[Opening Supplied material section]

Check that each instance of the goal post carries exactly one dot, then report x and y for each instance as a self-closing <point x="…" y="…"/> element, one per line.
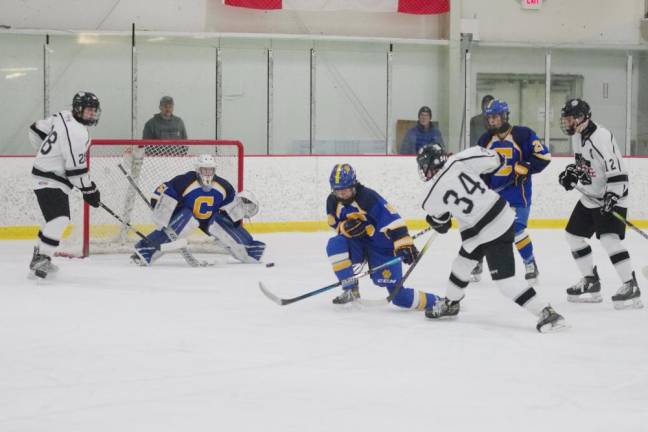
<point x="150" y="163"/>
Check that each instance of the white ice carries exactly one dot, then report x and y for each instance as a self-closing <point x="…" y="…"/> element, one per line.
<point x="107" y="346"/>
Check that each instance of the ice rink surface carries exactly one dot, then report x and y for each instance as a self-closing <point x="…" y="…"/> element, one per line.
<point x="107" y="346"/>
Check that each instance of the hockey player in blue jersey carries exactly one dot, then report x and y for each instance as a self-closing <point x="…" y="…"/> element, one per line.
<point x="369" y="229"/>
<point x="201" y="199"/>
<point x="524" y="156"/>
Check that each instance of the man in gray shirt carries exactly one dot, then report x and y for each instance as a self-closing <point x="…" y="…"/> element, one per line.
<point x="165" y="125"/>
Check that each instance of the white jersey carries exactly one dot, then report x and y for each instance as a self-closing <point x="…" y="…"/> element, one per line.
<point x="61" y="159"/>
<point x="458" y="189"/>
<point x="597" y="152"/>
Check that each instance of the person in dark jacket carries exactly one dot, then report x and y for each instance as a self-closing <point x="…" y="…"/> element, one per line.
<point x="422" y="134"/>
<point x="165" y="125"/>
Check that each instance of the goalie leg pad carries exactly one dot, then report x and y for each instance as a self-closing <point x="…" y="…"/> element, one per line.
<point x="237" y="240"/>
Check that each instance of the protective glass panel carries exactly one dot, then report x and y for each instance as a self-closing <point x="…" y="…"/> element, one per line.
<point x="419" y="78"/>
<point x="350" y="99"/>
<point x="184" y="69"/>
<point x="99" y="64"/>
<point x="21" y="87"/>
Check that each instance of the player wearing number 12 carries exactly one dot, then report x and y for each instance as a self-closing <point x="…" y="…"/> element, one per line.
<point x="60" y="165"/>
<point x="524" y="155"/>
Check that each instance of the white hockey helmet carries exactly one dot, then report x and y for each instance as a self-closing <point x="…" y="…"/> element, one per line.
<point x="205" y="170"/>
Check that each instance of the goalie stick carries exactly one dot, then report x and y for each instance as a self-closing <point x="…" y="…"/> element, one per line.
<point x="284" y="301"/>
<point x="184" y="252"/>
<point x="644" y="270"/>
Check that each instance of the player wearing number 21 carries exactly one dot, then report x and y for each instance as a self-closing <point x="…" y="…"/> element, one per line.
<point x="524" y="155"/>
<point x="60" y="165"/>
<point x="485" y="224"/>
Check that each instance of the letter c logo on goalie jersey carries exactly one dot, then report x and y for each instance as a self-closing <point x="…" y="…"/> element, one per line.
<point x="199" y="211"/>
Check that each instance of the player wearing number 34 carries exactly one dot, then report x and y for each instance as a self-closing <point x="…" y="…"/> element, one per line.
<point x="485" y="225"/>
<point x="60" y="165"/>
<point x="201" y="199"/>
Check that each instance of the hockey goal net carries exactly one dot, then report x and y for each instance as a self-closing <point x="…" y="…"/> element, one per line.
<point x="150" y="163"/>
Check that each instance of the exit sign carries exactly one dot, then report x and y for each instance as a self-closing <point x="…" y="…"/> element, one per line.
<point x="531" y="4"/>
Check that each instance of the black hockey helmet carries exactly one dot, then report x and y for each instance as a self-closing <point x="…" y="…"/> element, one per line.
<point x="81" y="101"/>
<point x="576" y="108"/>
<point x="579" y="110"/>
<point x="430" y="159"/>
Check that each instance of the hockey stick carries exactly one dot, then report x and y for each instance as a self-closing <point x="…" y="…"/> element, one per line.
<point x="184" y="252"/>
<point x="401" y="282"/>
<point x="644" y="270"/>
<point x="283" y="301"/>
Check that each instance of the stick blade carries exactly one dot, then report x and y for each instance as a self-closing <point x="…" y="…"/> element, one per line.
<point x="271" y="296"/>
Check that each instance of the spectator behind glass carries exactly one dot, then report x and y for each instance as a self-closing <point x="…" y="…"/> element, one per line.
<point x="478" y="123"/>
<point x="422" y="134"/>
<point x="165" y="125"/>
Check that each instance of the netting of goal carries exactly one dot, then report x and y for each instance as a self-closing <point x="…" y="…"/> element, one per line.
<point x="150" y="163"/>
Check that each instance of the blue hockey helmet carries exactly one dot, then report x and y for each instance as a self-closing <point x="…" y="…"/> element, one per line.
<point x="342" y="177"/>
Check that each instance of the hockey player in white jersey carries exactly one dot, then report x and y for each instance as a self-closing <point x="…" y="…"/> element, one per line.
<point x="485" y="224"/>
<point x="60" y="165"/>
<point x="603" y="179"/>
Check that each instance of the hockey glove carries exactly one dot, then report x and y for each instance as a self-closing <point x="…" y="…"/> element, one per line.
<point x="91" y="195"/>
<point x="441" y="224"/>
<point x="521" y="170"/>
<point x="610" y="200"/>
<point x="569" y="177"/>
<point x="405" y="249"/>
<point x="352" y="228"/>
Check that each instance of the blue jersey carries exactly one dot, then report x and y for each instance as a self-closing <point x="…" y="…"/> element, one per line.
<point x="383" y="223"/>
<point x="186" y="189"/>
<point x="518" y="144"/>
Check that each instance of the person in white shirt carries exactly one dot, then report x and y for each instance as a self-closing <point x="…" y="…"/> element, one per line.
<point x="485" y="224"/>
<point x="60" y="165"/>
<point x="603" y="178"/>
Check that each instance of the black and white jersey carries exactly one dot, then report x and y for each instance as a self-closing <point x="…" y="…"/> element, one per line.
<point x="459" y="190"/>
<point x="596" y="151"/>
<point x="62" y="144"/>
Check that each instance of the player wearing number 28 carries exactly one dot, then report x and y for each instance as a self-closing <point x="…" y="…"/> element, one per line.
<point x="524" y="155"/>
<point x="60" y="165"/>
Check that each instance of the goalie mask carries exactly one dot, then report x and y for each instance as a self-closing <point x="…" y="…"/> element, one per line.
<point x="205" y="170"/>
<point x="430" y="160"/>
<point x="80" y="102"/>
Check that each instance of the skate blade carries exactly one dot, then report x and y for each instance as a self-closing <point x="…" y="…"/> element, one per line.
<point x="584" y="298"/>
<point x="554" y="327"/>
<point x="634" y="303"/>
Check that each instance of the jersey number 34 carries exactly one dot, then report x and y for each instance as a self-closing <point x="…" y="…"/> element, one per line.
<point x="470" y="185"/>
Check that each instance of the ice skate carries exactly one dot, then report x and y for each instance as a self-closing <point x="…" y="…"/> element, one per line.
<point x="41" y="265"/>
<point x="587" y="290"/>
<point x="350" y="292"/>
<point x="443" y="308"/>
<point x="550" y="321"/>
<point x="475" y="275"/>
<point x="627" y="297"/>
<point x="531" y="273"/>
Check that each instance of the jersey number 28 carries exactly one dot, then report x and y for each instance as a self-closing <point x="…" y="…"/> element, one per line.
<point x="470" y="185"/>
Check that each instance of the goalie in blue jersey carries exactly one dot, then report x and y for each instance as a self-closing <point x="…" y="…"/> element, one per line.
<point x="201" y="199"/>
<point x="524" y="155"/>
<point x="369" y="229"/>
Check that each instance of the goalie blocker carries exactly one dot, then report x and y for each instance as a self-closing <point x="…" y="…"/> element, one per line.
<point x="201" y="199"/>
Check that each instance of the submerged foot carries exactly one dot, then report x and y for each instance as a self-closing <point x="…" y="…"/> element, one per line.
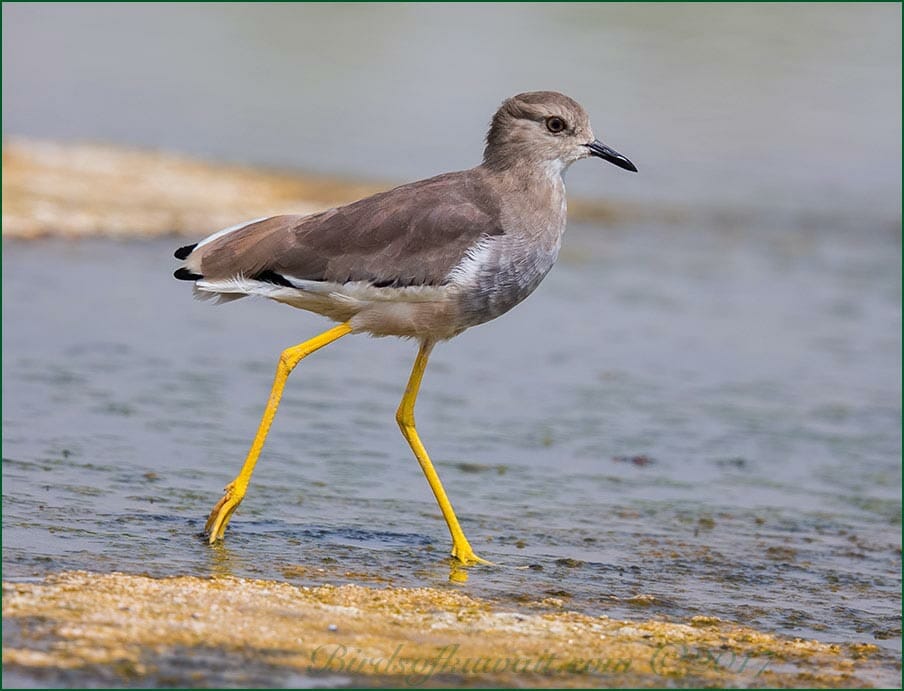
<point x="221" y="513"/>
<point x="464" y="554"/>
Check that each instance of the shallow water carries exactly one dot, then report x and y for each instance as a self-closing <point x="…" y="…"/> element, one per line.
<point x="678" y="422"/>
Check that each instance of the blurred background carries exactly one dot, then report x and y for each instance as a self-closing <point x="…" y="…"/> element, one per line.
<point x="777" y="106"/>
<point x="698" y="412"/>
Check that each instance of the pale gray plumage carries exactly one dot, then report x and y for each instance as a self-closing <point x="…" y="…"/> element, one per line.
<point x="428" y="259"/>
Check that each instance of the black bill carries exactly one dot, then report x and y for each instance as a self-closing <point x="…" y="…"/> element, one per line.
<point x="597" y="148"/>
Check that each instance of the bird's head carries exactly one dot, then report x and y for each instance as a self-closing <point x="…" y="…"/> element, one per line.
<point x="546" y="128"/>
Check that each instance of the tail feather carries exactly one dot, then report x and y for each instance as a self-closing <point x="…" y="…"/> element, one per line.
<point x="183" y="252"/>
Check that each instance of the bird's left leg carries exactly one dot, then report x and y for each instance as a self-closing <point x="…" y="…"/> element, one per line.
<point x="235" y="490"/>
<point x="461" y="548"/>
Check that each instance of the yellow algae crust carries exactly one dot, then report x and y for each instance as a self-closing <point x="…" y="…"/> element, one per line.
<point x="55" y="189"/>
<point x="401" y="636"/>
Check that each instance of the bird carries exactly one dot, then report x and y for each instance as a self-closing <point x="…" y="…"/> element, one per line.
<point x="424" y="261"/>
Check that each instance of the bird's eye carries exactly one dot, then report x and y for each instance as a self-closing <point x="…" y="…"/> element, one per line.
<point x="555" y="124"/>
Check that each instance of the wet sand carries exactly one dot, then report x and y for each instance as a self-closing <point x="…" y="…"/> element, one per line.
<point x="143" y="630"/>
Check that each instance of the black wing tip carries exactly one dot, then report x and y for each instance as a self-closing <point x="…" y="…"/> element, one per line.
<point x="270" y="276"/>
<point x="184" y="274"/>
<point x="183" y="252"/>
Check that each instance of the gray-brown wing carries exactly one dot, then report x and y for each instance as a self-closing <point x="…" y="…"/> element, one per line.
<point x="411" y="235"/>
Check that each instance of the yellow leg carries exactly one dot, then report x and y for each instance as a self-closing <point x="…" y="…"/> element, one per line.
<point x="461" y="548"/>
<point x="235" y="490"/>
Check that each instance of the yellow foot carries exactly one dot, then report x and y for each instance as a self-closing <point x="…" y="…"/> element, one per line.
<point x="466" y="556"/>
<point x="222" y="512"/>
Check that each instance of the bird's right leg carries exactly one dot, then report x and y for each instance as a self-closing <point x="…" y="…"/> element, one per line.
<point x="461" y="548"/>
<point x="235" y="490"/>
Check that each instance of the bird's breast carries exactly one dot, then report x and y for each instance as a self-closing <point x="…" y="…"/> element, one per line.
<point x="500" y="272"/>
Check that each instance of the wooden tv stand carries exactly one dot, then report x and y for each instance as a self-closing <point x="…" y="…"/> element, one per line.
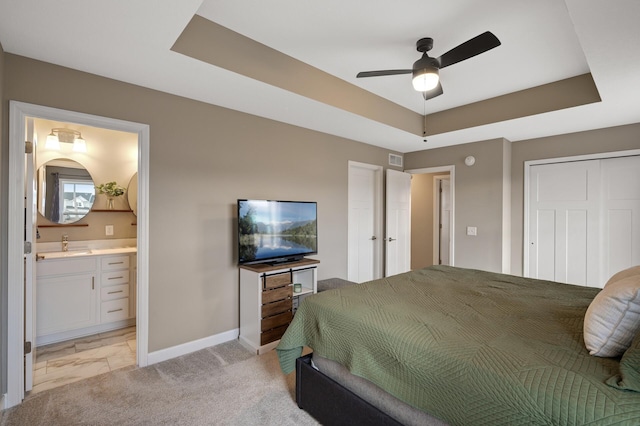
<point x="268" y="300"/>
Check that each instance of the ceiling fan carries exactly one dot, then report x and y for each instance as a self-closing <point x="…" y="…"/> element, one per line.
<point x="426" y="69"/>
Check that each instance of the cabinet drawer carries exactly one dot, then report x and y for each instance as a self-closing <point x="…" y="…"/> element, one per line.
<point x="65" y="266"/>
<point x="114" y="292"/>
<point x="115" y="262"/>
<point x="276" y="321"/>
<point x="271" y="309"/>
<point x="114" y="310"/>
<point x="272" y="335"/>
<point x="277" y="280"/>
<point x="115" y="277"/>
<point x="274" y="295"/>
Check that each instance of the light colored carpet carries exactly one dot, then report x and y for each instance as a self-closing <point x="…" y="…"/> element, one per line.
<point x="221" y="385"/>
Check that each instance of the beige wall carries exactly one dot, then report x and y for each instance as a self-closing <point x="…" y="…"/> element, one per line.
<point x="203" y="158"/>
<point x="422" y="220"/>
<point x="612" y="139"/>
<point x="111" y="156"/>
<point x="4" y="190"/>
<point x="478" y="199"/>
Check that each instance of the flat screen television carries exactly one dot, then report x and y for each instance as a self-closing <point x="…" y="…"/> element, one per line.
<point x="271" y="231"/>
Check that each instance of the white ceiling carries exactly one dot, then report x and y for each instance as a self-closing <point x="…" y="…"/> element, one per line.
<point x="542" y="42"/>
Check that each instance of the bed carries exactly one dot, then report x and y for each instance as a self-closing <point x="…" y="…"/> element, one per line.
<point x="459" y="346"/>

[Closing Supplied material section]

• [Problem statement]: Transcribe exactly, starting at the line with "Check that each instance of the white ceiling" and continuing through the last line of the data above; leave out all earlier lines.

• [Result of this task]:
Check that each instance of the white ceiling carries exactly one dot, then report x and y for each instance as a self-closing <point x="…" y="…"/> element, one per line.
<point x="542" y="42"/>
Check that each instance of the bed carries exactly one dot, then report x and y for each instance as a self-closing <point x="…" y="…"/> element, one per line.
<point x="459" y="346"/>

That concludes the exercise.